Which lines hold the word "black"? Copy each of them from the material.

* * *

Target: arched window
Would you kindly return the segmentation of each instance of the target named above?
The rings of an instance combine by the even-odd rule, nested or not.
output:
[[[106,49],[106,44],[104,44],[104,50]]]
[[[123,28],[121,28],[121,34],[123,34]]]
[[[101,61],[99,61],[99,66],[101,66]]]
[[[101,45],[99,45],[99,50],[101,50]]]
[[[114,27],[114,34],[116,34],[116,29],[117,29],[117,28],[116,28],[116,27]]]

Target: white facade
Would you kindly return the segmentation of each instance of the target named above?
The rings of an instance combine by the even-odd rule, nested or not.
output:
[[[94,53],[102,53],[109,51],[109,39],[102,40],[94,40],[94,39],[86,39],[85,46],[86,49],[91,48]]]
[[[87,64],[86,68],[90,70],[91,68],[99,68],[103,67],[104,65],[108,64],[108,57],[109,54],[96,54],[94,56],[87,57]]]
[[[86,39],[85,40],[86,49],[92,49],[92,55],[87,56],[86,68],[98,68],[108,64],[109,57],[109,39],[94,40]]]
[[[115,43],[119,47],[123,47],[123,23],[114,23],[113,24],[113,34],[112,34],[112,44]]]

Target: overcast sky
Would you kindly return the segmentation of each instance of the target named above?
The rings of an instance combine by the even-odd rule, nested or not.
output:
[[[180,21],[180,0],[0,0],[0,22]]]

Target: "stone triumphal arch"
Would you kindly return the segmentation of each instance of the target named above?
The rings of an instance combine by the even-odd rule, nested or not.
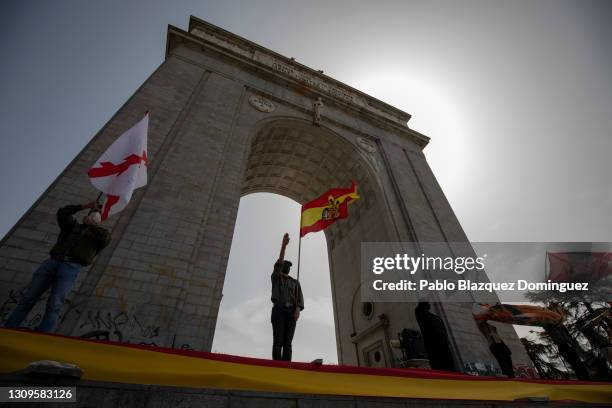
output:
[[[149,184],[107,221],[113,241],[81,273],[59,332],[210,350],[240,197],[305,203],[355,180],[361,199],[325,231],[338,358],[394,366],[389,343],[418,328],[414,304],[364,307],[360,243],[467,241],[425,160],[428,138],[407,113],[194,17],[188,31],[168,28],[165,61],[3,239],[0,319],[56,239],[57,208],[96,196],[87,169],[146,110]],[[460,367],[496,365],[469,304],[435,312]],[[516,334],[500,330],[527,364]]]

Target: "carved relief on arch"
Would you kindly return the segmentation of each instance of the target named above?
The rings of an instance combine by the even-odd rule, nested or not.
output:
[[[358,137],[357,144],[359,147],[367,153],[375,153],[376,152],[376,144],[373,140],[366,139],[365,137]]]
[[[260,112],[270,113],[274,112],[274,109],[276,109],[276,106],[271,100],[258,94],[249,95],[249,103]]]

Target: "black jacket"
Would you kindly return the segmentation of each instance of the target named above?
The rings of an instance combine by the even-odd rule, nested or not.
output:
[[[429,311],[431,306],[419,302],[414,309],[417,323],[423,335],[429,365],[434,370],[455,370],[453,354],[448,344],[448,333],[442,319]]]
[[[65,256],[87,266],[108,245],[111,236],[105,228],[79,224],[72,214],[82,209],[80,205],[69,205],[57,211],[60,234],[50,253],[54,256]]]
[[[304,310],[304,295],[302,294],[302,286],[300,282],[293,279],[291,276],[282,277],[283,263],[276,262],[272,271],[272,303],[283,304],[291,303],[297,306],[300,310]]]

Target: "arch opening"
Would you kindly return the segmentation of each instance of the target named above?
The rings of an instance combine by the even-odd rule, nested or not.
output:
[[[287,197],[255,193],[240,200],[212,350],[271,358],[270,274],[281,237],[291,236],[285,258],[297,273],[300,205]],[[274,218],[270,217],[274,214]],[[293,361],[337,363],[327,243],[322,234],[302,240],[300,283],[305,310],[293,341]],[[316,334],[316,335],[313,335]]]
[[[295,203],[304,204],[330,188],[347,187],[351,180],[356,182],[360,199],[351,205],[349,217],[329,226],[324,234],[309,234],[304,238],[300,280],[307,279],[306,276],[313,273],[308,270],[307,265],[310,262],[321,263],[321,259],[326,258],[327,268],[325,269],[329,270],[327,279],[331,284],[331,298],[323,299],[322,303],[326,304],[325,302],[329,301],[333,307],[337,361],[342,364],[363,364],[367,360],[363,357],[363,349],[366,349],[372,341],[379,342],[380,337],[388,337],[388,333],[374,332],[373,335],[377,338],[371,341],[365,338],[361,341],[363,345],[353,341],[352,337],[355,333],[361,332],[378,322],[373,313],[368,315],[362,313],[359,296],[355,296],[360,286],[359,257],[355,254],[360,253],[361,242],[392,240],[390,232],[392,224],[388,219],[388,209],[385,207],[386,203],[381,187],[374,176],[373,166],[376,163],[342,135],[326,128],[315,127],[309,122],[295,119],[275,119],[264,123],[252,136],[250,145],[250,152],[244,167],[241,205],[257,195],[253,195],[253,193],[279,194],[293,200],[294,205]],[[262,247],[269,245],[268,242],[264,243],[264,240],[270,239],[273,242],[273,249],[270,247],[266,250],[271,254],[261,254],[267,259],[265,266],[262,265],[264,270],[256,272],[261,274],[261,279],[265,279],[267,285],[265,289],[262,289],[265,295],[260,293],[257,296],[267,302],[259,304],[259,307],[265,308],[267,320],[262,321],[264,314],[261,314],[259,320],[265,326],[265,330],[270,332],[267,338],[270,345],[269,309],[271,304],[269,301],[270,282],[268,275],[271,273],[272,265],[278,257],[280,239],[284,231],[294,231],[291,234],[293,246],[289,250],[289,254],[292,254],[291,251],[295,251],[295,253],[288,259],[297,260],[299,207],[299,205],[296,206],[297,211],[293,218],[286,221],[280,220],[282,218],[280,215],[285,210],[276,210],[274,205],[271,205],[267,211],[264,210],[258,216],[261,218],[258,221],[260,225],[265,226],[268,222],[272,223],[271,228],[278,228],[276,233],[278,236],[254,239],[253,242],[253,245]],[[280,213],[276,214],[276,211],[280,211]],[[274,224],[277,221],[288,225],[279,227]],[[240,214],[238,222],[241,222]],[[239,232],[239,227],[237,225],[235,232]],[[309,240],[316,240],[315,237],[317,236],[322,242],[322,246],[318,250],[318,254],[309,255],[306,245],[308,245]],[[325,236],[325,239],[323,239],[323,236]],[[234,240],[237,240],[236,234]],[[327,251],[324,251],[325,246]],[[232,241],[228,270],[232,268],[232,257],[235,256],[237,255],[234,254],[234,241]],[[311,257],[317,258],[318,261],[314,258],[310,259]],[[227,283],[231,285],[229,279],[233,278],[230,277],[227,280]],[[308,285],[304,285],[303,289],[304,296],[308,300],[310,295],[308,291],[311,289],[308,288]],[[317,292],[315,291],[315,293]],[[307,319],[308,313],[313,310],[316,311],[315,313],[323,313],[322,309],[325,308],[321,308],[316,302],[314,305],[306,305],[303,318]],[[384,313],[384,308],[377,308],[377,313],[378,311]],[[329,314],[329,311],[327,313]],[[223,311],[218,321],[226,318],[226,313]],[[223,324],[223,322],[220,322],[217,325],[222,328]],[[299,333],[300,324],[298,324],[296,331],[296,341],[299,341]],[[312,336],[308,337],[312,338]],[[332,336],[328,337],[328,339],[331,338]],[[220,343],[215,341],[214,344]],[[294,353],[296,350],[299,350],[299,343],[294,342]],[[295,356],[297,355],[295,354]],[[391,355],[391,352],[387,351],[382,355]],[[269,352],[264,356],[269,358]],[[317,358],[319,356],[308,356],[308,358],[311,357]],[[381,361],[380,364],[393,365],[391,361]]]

* * *

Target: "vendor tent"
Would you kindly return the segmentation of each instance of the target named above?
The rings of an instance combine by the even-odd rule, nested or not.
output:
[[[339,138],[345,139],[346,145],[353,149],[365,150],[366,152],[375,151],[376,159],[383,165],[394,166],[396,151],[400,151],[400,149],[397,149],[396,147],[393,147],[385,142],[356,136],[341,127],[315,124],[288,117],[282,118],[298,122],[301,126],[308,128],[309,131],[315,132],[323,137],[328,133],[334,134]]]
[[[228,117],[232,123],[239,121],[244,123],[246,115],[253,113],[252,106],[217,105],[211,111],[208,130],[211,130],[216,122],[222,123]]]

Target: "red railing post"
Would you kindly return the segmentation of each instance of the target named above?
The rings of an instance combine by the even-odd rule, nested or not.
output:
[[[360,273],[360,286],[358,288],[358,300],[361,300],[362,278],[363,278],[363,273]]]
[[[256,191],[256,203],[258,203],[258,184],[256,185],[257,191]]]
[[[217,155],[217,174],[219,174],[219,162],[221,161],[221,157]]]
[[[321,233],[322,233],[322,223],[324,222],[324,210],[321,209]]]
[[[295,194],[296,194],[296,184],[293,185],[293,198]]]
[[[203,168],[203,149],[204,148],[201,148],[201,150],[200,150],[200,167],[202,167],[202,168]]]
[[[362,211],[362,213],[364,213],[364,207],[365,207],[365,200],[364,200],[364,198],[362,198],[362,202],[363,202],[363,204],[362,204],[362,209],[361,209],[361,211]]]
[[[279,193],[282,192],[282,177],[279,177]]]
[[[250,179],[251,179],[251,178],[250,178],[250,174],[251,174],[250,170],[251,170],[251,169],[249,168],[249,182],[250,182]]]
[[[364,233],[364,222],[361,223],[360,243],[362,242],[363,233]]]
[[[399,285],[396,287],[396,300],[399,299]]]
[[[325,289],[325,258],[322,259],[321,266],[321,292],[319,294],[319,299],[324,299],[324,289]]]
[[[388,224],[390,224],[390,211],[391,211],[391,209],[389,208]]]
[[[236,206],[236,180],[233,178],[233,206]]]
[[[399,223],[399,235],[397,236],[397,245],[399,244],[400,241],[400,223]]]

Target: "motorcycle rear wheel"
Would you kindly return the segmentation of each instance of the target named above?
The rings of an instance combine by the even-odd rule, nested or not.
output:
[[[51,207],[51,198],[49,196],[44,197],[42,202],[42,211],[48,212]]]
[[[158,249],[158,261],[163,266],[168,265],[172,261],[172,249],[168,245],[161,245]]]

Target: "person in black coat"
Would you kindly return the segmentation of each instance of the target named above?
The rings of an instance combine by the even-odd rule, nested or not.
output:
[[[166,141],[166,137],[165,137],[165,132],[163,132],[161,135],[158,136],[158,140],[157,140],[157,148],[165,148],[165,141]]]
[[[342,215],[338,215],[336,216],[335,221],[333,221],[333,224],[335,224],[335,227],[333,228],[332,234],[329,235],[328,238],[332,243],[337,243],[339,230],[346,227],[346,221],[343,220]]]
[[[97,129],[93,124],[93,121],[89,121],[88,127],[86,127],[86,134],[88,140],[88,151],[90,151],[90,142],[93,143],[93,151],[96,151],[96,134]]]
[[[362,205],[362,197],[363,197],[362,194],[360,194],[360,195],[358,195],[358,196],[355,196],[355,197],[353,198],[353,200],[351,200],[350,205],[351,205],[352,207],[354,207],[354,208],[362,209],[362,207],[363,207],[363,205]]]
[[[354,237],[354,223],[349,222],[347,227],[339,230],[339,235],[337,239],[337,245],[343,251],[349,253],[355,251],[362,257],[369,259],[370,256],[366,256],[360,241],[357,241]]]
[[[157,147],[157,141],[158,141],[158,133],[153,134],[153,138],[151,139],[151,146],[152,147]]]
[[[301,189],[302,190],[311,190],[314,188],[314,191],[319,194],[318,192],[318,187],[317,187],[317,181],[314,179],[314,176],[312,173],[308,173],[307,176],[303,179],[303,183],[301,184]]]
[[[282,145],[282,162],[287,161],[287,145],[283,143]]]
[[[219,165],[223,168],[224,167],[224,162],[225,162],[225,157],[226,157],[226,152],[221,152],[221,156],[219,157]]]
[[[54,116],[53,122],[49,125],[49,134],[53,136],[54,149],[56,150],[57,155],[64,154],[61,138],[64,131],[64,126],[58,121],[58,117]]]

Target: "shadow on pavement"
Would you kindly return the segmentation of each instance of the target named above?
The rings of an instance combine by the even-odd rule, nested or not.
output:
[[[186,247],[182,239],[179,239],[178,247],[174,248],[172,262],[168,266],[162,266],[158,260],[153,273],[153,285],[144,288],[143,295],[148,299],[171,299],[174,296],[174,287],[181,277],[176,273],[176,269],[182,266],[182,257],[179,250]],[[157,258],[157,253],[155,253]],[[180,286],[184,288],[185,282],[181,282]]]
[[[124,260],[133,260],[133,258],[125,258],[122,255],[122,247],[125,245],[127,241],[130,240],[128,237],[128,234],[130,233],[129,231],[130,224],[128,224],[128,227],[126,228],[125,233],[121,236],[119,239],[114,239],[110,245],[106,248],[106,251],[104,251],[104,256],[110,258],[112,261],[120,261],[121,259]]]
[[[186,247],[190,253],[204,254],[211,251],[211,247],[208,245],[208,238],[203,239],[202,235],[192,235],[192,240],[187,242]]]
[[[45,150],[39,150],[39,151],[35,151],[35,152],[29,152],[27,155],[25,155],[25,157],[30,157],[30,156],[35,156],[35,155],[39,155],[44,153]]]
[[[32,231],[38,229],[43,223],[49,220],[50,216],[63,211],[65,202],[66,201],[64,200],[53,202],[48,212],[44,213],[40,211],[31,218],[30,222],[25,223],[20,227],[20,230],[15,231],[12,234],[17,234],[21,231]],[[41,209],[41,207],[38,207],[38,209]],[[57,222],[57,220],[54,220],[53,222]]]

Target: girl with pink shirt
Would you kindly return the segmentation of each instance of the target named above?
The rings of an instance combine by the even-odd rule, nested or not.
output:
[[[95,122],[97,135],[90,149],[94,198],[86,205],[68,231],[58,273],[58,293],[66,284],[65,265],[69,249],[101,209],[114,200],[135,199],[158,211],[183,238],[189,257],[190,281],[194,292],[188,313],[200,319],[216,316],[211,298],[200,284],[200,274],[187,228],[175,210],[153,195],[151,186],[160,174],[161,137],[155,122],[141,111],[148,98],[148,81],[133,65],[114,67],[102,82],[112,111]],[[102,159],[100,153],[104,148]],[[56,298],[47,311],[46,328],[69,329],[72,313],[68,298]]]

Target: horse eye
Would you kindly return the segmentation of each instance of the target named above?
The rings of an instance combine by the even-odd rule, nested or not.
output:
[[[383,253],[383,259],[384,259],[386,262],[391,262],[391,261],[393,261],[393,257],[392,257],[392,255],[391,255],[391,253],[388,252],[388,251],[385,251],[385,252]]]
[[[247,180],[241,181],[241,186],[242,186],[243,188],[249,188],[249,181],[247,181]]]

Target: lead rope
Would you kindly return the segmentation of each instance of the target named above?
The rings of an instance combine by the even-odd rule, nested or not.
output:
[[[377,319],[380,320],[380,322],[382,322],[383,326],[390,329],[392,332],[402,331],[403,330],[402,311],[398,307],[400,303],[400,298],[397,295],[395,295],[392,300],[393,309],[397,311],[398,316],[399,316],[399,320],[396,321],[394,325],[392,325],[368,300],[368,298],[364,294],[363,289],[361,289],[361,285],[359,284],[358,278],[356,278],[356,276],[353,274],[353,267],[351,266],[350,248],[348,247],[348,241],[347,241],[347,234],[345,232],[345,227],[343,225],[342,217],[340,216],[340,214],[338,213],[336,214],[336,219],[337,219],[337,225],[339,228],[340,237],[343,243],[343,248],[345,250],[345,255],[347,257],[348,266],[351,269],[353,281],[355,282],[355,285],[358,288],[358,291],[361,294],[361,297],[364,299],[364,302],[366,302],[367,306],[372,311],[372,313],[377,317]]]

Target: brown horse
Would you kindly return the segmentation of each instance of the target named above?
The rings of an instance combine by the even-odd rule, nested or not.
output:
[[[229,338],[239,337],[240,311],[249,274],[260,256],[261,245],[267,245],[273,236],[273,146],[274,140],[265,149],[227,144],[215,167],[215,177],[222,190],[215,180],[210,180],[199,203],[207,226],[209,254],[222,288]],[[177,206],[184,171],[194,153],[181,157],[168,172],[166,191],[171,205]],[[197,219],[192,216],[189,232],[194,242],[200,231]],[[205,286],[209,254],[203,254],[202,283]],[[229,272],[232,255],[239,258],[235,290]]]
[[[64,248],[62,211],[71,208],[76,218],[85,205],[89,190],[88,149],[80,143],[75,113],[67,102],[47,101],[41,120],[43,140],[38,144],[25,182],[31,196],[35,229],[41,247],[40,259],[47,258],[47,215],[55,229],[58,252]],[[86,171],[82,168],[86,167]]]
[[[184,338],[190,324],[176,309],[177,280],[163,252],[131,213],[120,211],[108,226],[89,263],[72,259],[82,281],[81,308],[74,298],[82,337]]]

* * *

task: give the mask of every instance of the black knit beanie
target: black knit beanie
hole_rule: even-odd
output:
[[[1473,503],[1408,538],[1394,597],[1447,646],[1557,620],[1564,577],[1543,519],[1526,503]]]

* * *

Answer area:
Target: "black jacket"
Target: "person in black coat"
task: give the mask of every instance of the black knit beanie
target: black knit beanie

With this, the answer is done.